-- Material for this task --
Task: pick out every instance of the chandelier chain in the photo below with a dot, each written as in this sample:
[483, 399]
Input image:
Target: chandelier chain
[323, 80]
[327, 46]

-- Exercise requirements --
Print the records above again, every one, exactly as written.

-- Output for this exercise --
Task: pick out every instance of the chandelier chain in the photo below with a dot, each written as in this sample:
[483, 399]
Input image:
Target: chandelier chain
[323, 80]
[327, 46]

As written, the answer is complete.